Problem: Below are records; output exactly the lines from the one with "of the reflection" through their final line.

[Items from a dataset]
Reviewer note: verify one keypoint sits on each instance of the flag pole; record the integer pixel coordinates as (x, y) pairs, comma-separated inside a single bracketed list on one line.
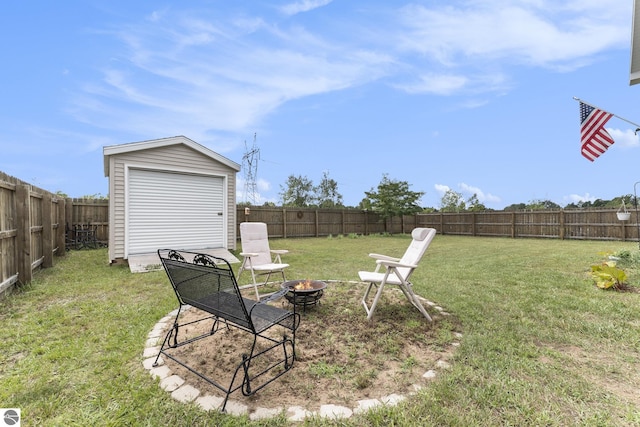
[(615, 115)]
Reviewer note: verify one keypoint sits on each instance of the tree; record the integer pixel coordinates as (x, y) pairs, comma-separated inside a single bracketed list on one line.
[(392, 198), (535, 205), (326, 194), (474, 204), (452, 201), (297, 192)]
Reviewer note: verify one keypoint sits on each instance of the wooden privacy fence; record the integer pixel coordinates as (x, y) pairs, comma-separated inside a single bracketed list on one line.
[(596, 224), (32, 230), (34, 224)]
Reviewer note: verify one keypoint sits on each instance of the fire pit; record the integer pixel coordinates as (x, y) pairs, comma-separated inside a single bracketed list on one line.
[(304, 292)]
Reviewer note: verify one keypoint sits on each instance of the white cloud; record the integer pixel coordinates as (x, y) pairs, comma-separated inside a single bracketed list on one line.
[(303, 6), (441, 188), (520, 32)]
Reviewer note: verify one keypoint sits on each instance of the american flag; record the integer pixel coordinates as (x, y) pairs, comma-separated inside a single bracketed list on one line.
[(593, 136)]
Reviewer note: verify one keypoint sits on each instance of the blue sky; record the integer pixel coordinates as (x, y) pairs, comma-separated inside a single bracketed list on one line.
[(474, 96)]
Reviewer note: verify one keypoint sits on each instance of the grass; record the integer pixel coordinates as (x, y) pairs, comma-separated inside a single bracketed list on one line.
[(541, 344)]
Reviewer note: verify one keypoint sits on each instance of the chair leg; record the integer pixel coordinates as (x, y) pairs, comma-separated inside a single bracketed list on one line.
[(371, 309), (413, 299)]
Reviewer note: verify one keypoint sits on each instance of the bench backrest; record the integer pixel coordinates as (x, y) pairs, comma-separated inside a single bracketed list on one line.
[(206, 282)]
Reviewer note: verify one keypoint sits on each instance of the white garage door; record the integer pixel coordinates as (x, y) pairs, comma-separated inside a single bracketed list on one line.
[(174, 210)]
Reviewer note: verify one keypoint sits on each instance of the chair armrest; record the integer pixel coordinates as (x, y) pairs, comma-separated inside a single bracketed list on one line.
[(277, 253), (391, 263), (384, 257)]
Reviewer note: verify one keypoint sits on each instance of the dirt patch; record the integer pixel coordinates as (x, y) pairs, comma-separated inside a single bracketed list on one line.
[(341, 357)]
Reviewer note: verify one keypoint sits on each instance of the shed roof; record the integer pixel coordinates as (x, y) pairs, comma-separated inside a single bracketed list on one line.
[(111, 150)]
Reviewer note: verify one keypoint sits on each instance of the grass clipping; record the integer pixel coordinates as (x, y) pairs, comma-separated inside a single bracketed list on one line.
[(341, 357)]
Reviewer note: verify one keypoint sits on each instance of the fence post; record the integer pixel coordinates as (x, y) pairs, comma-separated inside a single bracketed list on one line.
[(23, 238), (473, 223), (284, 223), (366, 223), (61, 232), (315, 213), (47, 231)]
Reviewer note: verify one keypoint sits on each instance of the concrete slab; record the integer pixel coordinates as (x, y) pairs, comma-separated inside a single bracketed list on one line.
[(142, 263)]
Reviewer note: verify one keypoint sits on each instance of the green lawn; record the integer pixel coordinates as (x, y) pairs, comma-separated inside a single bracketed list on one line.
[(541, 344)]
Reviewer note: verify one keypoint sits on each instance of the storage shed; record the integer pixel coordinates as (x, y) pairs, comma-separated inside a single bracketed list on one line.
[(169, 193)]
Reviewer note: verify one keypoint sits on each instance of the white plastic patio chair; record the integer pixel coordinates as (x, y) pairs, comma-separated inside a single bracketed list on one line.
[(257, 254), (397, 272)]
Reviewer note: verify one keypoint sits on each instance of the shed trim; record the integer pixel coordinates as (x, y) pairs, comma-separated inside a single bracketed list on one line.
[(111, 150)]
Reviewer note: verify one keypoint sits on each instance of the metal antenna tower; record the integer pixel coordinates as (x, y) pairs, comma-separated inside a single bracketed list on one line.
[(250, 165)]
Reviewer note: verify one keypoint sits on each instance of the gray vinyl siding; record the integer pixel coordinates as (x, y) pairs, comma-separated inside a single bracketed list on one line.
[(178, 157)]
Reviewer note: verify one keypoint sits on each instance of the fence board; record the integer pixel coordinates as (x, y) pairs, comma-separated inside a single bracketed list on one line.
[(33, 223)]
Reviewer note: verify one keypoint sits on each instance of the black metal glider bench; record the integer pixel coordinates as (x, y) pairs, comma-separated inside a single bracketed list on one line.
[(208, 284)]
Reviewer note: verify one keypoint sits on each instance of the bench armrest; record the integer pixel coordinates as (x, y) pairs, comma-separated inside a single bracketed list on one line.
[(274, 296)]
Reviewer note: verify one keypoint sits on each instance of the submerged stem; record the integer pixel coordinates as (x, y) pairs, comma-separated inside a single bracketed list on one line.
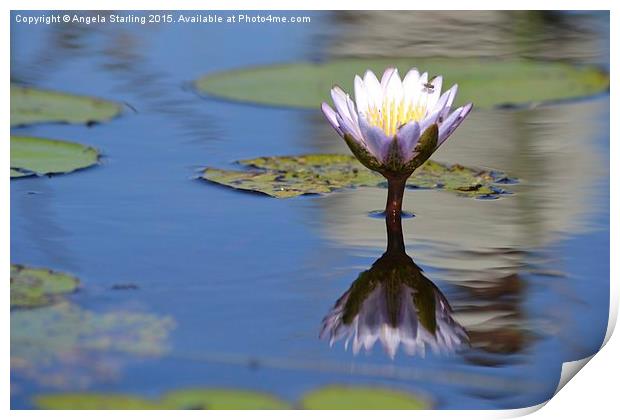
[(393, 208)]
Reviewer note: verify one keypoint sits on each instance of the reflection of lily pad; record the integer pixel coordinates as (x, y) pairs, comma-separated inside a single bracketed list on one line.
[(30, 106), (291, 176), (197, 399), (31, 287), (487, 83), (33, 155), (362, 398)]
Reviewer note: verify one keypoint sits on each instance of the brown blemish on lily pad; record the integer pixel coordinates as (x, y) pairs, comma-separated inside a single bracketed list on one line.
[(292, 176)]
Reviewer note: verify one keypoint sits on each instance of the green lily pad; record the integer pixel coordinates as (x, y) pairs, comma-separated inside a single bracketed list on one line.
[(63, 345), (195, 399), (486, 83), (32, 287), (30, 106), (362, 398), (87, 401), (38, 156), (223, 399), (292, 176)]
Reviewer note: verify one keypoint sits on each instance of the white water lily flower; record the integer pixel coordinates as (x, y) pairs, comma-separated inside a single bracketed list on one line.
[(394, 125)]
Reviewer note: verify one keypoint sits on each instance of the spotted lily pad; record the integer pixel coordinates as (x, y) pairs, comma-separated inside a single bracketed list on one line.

Task output:
Reviewer note: verify one keypoint sits on each instance of the reflection of lily pad; record the integer pixel coordinates as (x, y) pairs, comma-separated inside a single bracketed list on one line.
[(30, 106), (291, 176), (197, 399), (31, 287), (487, 83), (33, 155), (362, 398)]
Reviewer note: verify one keypoint sits on each instance of the brown blemish on lily pad; record the integer pixel coordinates as (x, y) pairs, comma-separated inside a single bracketed list on one line.
[(292, 176)]
Reviewer note: verify one keypoint sits on each instance of the green lily pad; record the integer pixel coordinates as (x, y) pairs, comma-separated inside a single bracketed list on one line.
[(63, 345), (195, 399), (486, 83), (32, 287), (30, 106), (362, 398), (87, 401), (38, 156), (223, 399), (292, 176)]
Reviewer note: verify one keypoint sits on each instance of the white water lily flower; record the integer pixel coordinates as (x, y) pairs, comma-separated inside a single bracketed list on one line.
[(394, 125)]
Reviewer note: verify one keypoint sits on each instance of the spotted lily pad; record the integer pixel coordinates as (x, y) pairs, comma-separated inside a single bracketed list on one line.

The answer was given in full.